→ Passage for review
3 min read
Crawling Authenticated Pages with Spider.cloud
Contents
- Prerequisites
- Setting Up Your Environment
- Using the Spider.cloud API
- Additional Parameters
- Conclusion
Prerequisites
- Ensure you have your Spider.cloud API key.
- Basic knowledge of making HTTP requests with Python.
- Install the Spider client for Python.
Setting Up Your Environment
pip install spider-client
Using the Spider.cloud API
Directly Setting the Cookie
One of the simplest ways to handle authenticated pages is by setting the cookie directly in your request.
Example
from spider import Spider
import os
# Initialize the Spider with your API key
app = Spider(api_key='your_api_key')
headers = {
'Authorization': f'Bearer {os.getenv("SPIDER_API_KEY")}',
'Cookie': 'YOUR_AUTH_COOKIE',
}
json_data = {"url": "http://www.example.com", "return_format": "markdown"}
response = app.crawl_url(json_data['url'], params=json_data, headers=headers)
print(response)
Using execution_scripts
to Run Custom JavaScript
The execution_scripts
parameter allows you to run custom JavaScript code on the page. This can be particularly useful for actions like logging in through a form.
Example
First, let’s create a script that handles the login process:
document.querySelector('input[name="username"]').value = 'your_username';
document.querySelector('input[name="password"]').value = 'your_password';
document.querySelector('form').submit();
Now incorporate this into the request:
from spider import Spider
# Initialize the Spider with your API key
app = Spider(api_key='your_api_key')
execution_scripts = {
"http://www.example.com/login": `
document.addEventListener("DOMContentLoaded", function() {
document.querySelector("#username").value = "your_username";
document.querySelector("#password").value = "your_password";
document.querySelector("form").submit();
});
`
}
json_data = {
"return_cookies": True,
"return_headers": True,
"request": "chrome",
"execution_scripts": execution_scripts,
"return_format": "markdown",
"url": "http://www.example.com/login"
}
response = app.crawl_url(json_data['url'], params=json_data)
print(response)
Using GPT Config for AI-Driven Actions
You can use the gpt_config
option to run custom AI actions that interact with the page, filling in forms or navigating through login sequences using models like GPT-4. If your account does not have at least $50 in credits, you will need to provide your own OpenAI API key.
from spider import Spider
# Initialize the Spider with your API key
app = Spider(api_key='your_api_key')
gpt_config = {
"prompt": "extract the main article",
"model": "gpt-4",
"max_tokens": 2000,
"temperature": 0.54,
"top_p": 0.17,
"api_key": None # your_openai_api_key is only necessary if your credits are under $50
}
json_data = {
"url": "http://www.example.com/authenticated-page",
"gpt_config": gpt_config,
"return_format": "markdown"
}
response = app.crawl_url(json_data['url'], params=json_data)
print(response)
GPT Configs Structure
GPT configs in JSON format for your reference:
{
"prompt": "extract the main article",
"model": "gpt-4",
"max_tokens": 2000,
"temperature": 0.54,
"user": null,
"top_p": 0.17,
"prompt_url_map": null,
"extra_ai_data": true,
"paths_map": true,
"screenshot": false,
"api_key": "your_openai_api_key",
"cache": null
}
Additional Parameters
Spider.cloud provides additional parameters to control the behavior of your crawl. Here are some useful ones:
- wait_for: Specifies various waiting conditions.
- blacklist: Blacklist certain paths from being crawled.
- whitelist: Whitelist certain paths for crawling.
- subdomains: Allow subdomains to be included.
- user_agent: Set a custom user agent.
- fingerprint: Use advanced fingerprinting for Chrome.
- storageless: Disable storing of crawled data.
- readability: Pre-process the content for reading.
- chunking_alg: Segment your content output.
For a full list of parameters, refer to the Spider.cloud API Reference.
Conclusion
Using the Spider.cloud API, you can effectively handle authenticated pages by setting cookies directly, running custom JavaScript, or using AI-driven actions. With these methods, you can ensure your crawling tasks access the necessary protected resources.
For more details, refer to the official Spider API documentation. Happy Crawling!

→ Work instruction 1
Answer these questions about the Spider.cloud page:
(a) What command installs the Spider client for Python?
(b) Below what amount of account credits must you supply your own OpenAI API key?
(c) Which parameter disables storing of crawled data?
→ Work instruction 2
Reproduce the Spider.cloud page word for word from "- whitelist: Whitelist" up to and including "documentation. Happy Crawling!".
The items that follow come from a separate source.

→ Data excerpts
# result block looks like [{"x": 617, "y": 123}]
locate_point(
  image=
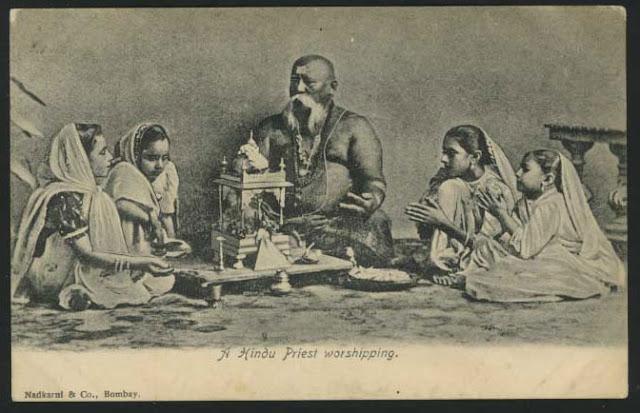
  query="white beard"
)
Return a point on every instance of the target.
[{"x": 317, "y": 115}]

→ Written reply 1
(a) pip install spider-client
(b) $50
(c) storageless

→ Written reply 2
- whitelist: Whitelist certain paths for crawling.
- subdomains: Allow subdomains to be included.
- user_agent: Set a custom user agent.
- fingerprint: Use advanced fingerprinting for Chrome.
- storageless: Disable storing of crawled data.
- readability: Pre-process the content for reading.
- chunking_alg: Segment your content output.
For a full list of parameters, refer to the Spider.cloud API Reference.
Conclusion
Using the Spider.cloud API, you can effectively handle authenticated pages by setting cookies directly, running custom JavaScript, or using AI-driven actions. With these methods, you can ensure your crawling tasks access the necessary protected resources.
For more details, refer to the official Spider API documentation. Happy Crawling!